That was to me a Comd's decision - I only took it out if we were deliberately seeking a suspected or known IED.  Other than that, it was too much to take for just 1-2 men to have coverage.



> I disagree with you about the flak vest. I didn't find it that bad. Might just be me, but I never really heard anyone complain about it either and we had days when we patrolled for upwards of 14 hours in the summer.. The issued tac vests are where my biggest complaint was, and due to a gong show before tour everyone put off getting one of their own.. So I did my first month with that thing.. Try carrying 8 mags and 8 M203 rounds in that thing.. Its just foolish.



Well, I didn't hear anyone say it was light.  It is the single heaviest piece of equipment we carry.  If you cut the 30+ pounds down by 10-15 with new technology, you are making significant weight gains.

As for the tacvest, none of my soldiers wore it.


----------



## Sythen

Infanteer said:
			
		

> That was to me a Comd's decision - I only took it out if we were deliberately seeking a suspected or known IED.  Other than that, it was too much to take for just 1-2 men to have coverage.



Unfortunately, the area we were in had an extremely high concentration of IED's. We found/were hit by too many not to bring it every time, so its sort of a ground dictates on this one I guess.. Regardless, talking about improved technology some of the guys were saying the Brits and Americans had a much smaller version that weighed like 5lbs.. They just had more of them like one per fire team.. Would've been nice!

**********

Reproduce the forum thread above word for word, beginning at the words "Well, I didn't" and stopping after "significant weight gains.". The items that follow come from a separate source, unrelated to the forum thread above.

**RECORDED INFORMATION**.
**********

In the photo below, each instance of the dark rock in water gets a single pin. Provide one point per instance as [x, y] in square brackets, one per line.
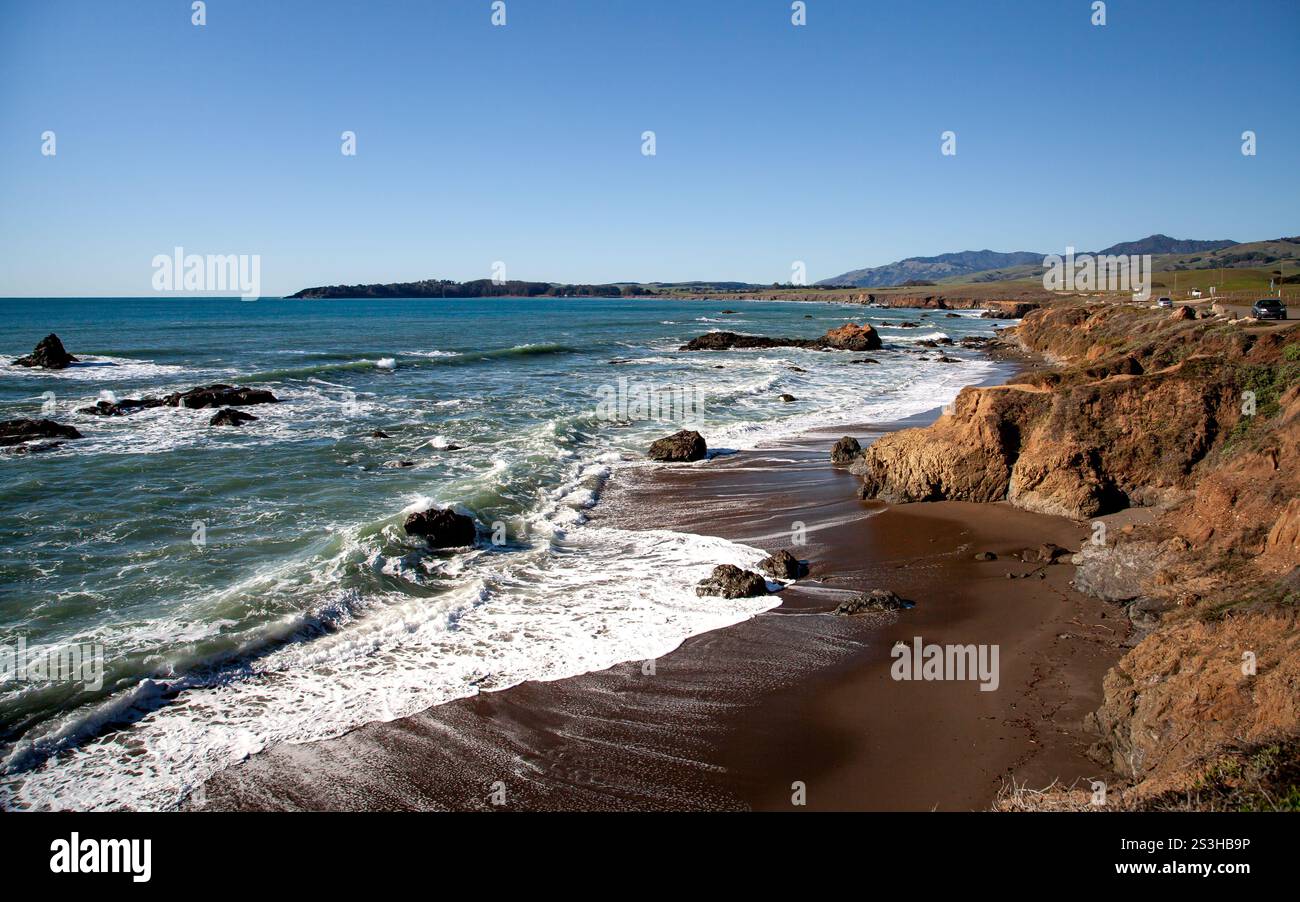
[220, 395]
[34, 449]
[874, 601]
[845, 450]
[48, 354]
[729, 581]
[848, 337]
[684, 446]
[14, 432]
[121, 407]
[783, 566]
[442, 528]
[230, 417]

**********

**REPLY TO THE TASK**.
Well, I didn't hear anyone say it was light.  It is the single heaviest piece of equipment we carry.  If you cut the 30+ pounds down by 10-15 with new technology, you are making significant weight gains.